[EXERCISE OBJECTIVE] Copy out the items word for word, starting at their first line and stopping after the line that contains "M 174 125 L".

[AVAILABLE DATA]
******************************

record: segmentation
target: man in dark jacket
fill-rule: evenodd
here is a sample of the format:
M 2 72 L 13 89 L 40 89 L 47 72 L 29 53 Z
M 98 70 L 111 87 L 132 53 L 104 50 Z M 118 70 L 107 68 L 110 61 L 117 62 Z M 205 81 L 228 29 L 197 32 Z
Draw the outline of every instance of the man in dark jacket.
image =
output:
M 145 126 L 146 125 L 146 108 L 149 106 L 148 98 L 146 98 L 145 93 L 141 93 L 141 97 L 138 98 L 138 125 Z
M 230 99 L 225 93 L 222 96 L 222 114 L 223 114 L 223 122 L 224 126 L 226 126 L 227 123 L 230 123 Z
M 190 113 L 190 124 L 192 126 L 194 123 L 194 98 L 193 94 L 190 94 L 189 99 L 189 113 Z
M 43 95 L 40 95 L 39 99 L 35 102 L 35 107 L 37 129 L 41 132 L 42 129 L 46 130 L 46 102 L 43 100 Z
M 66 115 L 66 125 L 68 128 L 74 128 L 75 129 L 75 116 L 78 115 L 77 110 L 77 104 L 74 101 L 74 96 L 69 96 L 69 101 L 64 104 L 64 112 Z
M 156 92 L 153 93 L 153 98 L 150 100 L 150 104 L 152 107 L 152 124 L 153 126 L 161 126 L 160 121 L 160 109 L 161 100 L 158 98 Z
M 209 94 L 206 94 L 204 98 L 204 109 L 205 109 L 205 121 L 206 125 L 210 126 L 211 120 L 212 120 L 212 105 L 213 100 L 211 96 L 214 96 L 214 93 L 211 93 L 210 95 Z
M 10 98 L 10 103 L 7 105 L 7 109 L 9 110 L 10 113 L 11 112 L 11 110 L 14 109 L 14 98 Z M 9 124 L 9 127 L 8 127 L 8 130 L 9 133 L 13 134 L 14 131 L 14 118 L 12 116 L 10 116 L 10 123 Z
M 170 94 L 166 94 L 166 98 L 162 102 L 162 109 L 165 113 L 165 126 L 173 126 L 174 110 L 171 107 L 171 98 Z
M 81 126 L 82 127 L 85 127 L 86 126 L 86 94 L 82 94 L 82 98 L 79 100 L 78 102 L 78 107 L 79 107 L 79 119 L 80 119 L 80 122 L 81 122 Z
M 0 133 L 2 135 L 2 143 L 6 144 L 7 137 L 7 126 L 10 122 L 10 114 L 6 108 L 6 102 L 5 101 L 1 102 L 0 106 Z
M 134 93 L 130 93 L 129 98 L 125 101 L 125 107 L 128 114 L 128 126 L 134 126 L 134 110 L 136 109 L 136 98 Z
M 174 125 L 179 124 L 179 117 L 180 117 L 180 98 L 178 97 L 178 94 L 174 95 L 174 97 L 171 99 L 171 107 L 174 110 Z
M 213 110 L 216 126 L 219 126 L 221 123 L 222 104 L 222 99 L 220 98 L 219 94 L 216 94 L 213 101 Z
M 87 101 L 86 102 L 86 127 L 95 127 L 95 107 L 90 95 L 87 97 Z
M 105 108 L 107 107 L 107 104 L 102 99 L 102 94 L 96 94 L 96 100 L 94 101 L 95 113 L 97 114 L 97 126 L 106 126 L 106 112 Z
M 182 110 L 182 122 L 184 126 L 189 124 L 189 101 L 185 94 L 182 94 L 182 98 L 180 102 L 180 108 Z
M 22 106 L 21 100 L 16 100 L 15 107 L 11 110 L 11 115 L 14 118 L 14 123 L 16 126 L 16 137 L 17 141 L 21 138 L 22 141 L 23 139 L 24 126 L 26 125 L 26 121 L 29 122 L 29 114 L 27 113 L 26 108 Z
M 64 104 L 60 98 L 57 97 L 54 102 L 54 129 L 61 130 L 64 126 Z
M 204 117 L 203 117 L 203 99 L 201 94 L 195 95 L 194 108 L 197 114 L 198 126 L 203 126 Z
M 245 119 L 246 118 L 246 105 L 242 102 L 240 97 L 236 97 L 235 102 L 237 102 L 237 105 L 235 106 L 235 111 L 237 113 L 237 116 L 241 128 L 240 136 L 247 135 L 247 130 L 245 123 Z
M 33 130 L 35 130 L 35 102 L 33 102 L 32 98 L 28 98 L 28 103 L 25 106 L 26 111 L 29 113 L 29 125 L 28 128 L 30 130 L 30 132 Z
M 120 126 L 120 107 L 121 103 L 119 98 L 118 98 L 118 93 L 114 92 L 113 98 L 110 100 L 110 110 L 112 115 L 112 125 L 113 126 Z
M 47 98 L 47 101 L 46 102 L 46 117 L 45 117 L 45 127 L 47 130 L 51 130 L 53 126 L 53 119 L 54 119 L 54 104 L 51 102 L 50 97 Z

******************************

[TASK RESULT]
record: segmentation
target: man in dark jacket
fill-rule: evenodd
here is a sample of the format:
M 2 72 L 13 89 L 40 89 L 47 72 L 29 53 Z
M 98 70 L 111 87 L 132 53 L 104 50 Z M 118 70 L 107 68 L 110 61 L 117 62 Z M 205 81 L 228 29 L 197 32 Z
Draw the outline of every instance of the man in dark jacket.
image =
output:
M 145 126 L 146 125 L 146 108 L 149 106 L 148 98 L 146 98 L 145 93 L 141 93 L 141 97 L 138 98 L 138 125 Z
M 230 99 L 225 93 L 222 96 L 222 114 L 223 114 L 223 122 L 224 126 L 226 126 L 227 123 L 230 123 Z
M 190 113 L 190 124 L 192 126 L 194 123 L 194 98 L 193 94 L 190 94 L 189 99 L 189 113 Z
M 43 95 L 40 95 L 39 99 L 35 102 L 35 107 L 37 129 L 41 132 L 42 129 L 46 130 L 46 102 L 43 100 Z
M 66 115 L 66 125 L 68 128 L 74 128 L 75 129 L 75 116 L 78 115 L 77 110 L 77 104 L 74 101 L 74 96 L 69 96 L 69 101 L 64 104 L 64 112 Z
M 156 92 L 153 93 L 153 98 L 150 100 L 150 104 L 152 107 L 152 124 L 153 126 L 161 126 L 160 121 L 160 109 L 161 100 L 158 98 Z
M 209 94 L 206 94 L 204 98 L 204 109 L 205 109 L 205 121 L 206 125 L 210 126 L 211 120 L 212 120 L 212 105 L 213 100 L 211 96 L 214 96 L 214 93 L 211 93 L 210 95 Z
M 10 98 L 10 103 L 7 105 L 7 109 L 9 110 L 10 113 L 11 112 L 11 110 L 14 109 L 14 98 Z M 9 124 L 9 127 L 8 127 L 8 130 L 9 133 L 13 134 L 14 131 L 14 118 L 12 116 L 10 116 L 10 123 Z
M 170 94 L 166 94 L 166 98 L 162 102 L 162 109 L 165 113 L 165 126 L 173 126 L 174 110 L 171 107 L 171 98 Z
M 81 126 L 82 127 L 85 127 L 86 126 L 86 94 L 82 94 L 82 98 L 79 100 L 78 102 L 78 107 L 79 107 L 79 119 L 80 119 L 80 122 L 81 122 Z
M 0 133 L 2 135 L 2 143 L 6 144 L 7 137 L 7 126 L 10 122 L 10 114 L 6 108 L 6 102 L 5 101 L 1 102 L 0 106 Z
M 134 93 L 130 93 L 129 98 L 125 101 L 125 107 L 128 114 L 128 126 L 134 126 L 134 110 L 136 109 L 136 98 Z
M 174 125 L 179 124 L 179 117 L 180 117 L 180 98 L 178 97 L 178 94 L 174 95 L 174 97 L 171 99 L 171 107 L 174 110 Z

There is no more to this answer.